#### Passage
--- START ---

Dr. David Helfet was not involved in her care, but as Chief of Orthopedic Trauma at Hospital for Special Surgery, he's seen it all.
"You have to reattach the muscles, the nerves, the tendons, the skin. It's a big job and if everything mangled, it's very hard," Dr. Helfet said.
It's all too familiar for Ariel Fishman, a New Yorker and father who was also hit by a taxi last March.
"I was behind my car about to empty the trunk and drop my kids off at school when a taxi came from behind and slammed into my car crushed both of my legs below the knee," Fishman explained.
He lost both his legs.
"I remember thinking I was thankful I was still alive and also thinking I'd be able to recover," he said.
But Ariel says the road ahead for Sian Green will not be easy for the young victim. He's had 16 surgeries.
"There's bone fragments, there's debris that has to be removed from the tissue," he said.
As the swelling goes down, prosthetics have to be continuously refitted
"Over time, and through rehabilitation and through the natural process, her limb is going to get smaller," Chris Kort, President and founder of Prosthetics in Motion, said.

--- END ---

#### Task list
• a. In the passage on the taxi-crash injuries, restate the paragraph beginning "'You have to reattach the muscles" in one shorter sentence, keeping its main facts.
• b. Duplicate the part of the passage on the taxi-crash injuries that opens with the words containing "It's all too" and closes with "in Motion, said.".
• c. Pick up the passage on the taxi-crash injuries after its last sentence and continue it.
The stored data after this point is separate material, not part of the passage on the taxi-crash injuries.

(Stored data)

--- START ---

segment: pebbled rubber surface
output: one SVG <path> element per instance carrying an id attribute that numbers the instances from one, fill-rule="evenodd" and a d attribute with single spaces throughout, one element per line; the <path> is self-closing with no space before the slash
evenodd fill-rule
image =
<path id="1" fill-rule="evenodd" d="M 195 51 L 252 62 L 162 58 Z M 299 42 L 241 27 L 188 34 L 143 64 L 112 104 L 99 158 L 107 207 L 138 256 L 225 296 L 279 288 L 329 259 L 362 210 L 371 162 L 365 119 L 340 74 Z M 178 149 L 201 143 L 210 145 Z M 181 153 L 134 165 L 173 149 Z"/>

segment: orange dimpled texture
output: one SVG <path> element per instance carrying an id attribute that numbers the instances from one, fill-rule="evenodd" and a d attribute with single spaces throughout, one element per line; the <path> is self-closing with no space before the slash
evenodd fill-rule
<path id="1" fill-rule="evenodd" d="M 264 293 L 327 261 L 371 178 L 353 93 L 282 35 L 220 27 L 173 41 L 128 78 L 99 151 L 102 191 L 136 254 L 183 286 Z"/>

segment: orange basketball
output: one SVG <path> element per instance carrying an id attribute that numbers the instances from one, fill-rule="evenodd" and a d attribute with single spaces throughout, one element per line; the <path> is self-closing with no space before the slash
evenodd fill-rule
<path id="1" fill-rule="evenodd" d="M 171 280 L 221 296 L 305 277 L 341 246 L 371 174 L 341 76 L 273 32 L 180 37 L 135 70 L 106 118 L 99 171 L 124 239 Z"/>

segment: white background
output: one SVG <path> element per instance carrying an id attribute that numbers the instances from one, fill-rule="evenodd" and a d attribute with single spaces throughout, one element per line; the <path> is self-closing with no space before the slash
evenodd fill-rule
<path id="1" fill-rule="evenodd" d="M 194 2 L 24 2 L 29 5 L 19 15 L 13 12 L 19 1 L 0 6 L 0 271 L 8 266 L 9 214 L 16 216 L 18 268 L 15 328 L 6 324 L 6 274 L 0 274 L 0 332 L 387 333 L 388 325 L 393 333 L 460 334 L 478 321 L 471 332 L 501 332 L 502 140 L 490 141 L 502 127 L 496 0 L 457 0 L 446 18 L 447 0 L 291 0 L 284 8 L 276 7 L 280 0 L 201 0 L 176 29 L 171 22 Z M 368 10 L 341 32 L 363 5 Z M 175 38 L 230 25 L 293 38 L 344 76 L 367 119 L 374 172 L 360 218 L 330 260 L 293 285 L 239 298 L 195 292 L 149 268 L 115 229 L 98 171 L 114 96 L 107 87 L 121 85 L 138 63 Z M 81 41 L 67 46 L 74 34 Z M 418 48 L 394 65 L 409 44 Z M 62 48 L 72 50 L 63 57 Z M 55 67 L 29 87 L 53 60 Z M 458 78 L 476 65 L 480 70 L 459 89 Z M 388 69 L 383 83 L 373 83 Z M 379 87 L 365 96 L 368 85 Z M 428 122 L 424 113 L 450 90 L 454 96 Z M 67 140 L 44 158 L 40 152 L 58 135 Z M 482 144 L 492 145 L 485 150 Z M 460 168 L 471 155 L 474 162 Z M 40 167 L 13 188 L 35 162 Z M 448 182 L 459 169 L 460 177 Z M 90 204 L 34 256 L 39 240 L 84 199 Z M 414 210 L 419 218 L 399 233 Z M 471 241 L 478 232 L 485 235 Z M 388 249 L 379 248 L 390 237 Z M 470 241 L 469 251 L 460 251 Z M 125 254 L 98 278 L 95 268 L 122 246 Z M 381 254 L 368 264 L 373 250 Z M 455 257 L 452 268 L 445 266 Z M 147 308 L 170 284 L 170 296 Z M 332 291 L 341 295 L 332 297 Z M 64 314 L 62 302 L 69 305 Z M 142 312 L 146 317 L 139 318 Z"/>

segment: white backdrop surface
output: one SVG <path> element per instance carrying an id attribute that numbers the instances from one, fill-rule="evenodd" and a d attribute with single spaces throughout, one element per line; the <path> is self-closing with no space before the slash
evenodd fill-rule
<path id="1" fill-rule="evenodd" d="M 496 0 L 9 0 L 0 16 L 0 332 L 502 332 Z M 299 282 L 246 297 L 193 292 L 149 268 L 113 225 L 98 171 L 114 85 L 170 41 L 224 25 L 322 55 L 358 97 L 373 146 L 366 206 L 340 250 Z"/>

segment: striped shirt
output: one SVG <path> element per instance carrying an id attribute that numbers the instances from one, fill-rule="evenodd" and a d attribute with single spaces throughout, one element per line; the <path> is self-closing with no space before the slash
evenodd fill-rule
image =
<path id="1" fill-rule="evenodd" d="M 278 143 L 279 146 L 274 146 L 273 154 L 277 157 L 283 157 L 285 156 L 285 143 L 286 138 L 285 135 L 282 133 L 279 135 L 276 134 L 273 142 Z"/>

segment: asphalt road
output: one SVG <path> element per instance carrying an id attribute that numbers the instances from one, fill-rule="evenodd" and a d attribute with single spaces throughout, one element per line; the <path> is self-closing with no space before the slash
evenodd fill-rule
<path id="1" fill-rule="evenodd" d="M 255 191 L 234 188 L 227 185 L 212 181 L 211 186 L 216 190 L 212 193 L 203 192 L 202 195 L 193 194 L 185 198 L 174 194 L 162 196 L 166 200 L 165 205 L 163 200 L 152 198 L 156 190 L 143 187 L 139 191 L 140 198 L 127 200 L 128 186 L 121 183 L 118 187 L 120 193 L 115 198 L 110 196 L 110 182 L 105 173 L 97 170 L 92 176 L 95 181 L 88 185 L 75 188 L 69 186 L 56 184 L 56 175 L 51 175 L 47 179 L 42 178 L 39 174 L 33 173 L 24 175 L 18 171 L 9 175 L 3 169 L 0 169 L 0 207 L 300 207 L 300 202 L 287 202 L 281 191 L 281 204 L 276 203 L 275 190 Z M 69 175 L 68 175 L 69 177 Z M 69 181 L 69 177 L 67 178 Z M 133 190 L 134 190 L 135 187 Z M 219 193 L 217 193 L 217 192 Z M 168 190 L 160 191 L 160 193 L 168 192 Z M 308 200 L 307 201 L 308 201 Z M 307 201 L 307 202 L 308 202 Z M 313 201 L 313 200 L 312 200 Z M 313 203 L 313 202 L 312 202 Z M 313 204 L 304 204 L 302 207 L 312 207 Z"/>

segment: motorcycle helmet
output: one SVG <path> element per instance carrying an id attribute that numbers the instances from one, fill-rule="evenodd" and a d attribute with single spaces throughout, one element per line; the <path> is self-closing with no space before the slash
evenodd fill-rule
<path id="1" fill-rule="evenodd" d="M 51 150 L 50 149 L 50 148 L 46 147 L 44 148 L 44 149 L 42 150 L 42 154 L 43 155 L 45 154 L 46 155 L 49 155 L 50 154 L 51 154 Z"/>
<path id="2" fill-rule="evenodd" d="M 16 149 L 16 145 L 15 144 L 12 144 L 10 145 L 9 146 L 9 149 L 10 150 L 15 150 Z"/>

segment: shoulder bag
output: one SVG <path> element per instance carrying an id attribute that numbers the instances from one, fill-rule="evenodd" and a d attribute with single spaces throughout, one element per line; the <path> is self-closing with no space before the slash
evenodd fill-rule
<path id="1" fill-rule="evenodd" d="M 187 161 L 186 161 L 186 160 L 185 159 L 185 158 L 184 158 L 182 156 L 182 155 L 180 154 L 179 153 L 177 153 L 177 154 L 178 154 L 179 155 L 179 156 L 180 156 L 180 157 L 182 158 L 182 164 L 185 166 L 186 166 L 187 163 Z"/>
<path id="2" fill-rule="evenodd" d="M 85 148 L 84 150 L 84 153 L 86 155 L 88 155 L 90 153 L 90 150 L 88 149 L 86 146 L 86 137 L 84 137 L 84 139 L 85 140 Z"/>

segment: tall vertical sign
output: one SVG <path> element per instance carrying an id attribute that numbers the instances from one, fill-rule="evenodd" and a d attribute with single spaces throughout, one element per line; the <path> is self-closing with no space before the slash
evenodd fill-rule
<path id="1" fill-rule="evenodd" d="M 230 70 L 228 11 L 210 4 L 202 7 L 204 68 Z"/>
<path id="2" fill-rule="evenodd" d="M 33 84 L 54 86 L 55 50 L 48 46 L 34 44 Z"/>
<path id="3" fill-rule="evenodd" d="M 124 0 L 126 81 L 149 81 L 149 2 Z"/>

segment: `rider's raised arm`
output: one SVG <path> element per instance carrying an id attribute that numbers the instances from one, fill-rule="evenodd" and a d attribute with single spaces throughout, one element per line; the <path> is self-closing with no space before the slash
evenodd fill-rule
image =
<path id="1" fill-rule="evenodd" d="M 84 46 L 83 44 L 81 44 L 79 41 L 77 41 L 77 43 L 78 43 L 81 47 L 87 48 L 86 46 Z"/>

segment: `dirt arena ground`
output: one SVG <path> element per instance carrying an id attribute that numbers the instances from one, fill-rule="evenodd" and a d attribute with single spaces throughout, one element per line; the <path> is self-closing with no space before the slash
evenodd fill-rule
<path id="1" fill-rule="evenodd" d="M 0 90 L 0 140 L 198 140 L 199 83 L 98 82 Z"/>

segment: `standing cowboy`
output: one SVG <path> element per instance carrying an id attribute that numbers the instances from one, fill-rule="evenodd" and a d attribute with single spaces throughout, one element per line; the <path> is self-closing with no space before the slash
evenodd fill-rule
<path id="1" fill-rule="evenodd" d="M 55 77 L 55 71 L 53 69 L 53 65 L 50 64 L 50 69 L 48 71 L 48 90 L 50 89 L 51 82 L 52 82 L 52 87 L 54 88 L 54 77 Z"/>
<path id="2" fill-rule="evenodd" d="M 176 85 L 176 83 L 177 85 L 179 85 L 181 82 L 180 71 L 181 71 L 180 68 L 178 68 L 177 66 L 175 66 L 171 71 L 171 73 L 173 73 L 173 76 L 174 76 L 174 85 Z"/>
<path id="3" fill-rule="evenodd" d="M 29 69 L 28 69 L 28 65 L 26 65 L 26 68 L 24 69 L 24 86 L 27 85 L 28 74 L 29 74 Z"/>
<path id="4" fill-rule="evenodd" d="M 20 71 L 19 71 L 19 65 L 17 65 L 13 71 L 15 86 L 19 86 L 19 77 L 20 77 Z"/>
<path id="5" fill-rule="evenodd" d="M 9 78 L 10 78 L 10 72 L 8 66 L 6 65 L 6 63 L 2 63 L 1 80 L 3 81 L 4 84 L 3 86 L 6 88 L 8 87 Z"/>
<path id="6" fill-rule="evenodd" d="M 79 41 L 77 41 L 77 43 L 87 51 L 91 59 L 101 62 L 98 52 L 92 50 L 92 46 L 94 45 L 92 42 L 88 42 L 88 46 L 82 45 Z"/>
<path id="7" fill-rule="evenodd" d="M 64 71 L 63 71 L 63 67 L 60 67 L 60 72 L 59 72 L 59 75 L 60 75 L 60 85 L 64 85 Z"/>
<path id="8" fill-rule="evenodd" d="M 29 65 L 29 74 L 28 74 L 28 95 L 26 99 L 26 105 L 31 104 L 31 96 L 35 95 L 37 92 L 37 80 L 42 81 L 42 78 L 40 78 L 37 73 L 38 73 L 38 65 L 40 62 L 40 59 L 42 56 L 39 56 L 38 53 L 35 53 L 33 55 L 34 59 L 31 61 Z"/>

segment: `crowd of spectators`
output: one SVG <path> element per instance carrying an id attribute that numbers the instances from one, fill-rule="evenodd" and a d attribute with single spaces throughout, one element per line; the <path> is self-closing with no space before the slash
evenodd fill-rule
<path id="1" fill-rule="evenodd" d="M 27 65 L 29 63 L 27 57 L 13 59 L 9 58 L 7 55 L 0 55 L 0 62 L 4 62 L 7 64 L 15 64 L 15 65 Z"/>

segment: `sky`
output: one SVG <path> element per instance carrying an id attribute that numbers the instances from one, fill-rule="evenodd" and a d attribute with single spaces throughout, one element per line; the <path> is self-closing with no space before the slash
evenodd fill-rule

--- END ---

#### Answers for the exercise
• a. Dr. Helfet said the muscles, nerves, tendons, and skin all have to be reattached, which is a big job and very hard if everything is mangled.

• b.
It's all too familiar for Ariel Fishman, a New Yorker and father who was also hit by a taxi last March.
"I was behind my car about to empty the trunk and drop my kids off at school when a taxi came from behind and slammed into my car crushed both of my legs below the knee," Fishman explained.
He lost both his legs.
"I remember thinking I was thankful I was still alive and also thinking I'd be able to recover," he said.
But Ariel says the road ahead for Sian Green will not be easy for the young victim. He's had 16 surgeries.
"There's bone fragments, there's debris that has to be removed from the tissue," he said.
As the swelling goes down, prosthetics have to be continuously refitted
"Over time, and through rehabilitation and through the natural process, her limb is going to get smaller," Chris Kort, President and founder of Prosthetics in Motion, said.

• c.
The months of physical therapy are grueling
"There's only so much the doctors can do, the therapists can do. Physical therapy is every day," Fisherman said.
Six months ago Ariel developed a stress fracture, which meant another setback and more surgery. But he will not give up and still plans to run another marathon one day.
He has this message for the young British tourist:
"I want her to know that she's gonna have a terrific life ahead of her. Everything she wanted to do she can still do. Everyone's gonna be cheering her on. She should know that," he said.
After his accident, he said people wanted to help in some way. If you want to do help, he says the best thing you can do is donate blood. He needed over 70 units after he was hit by a taxi.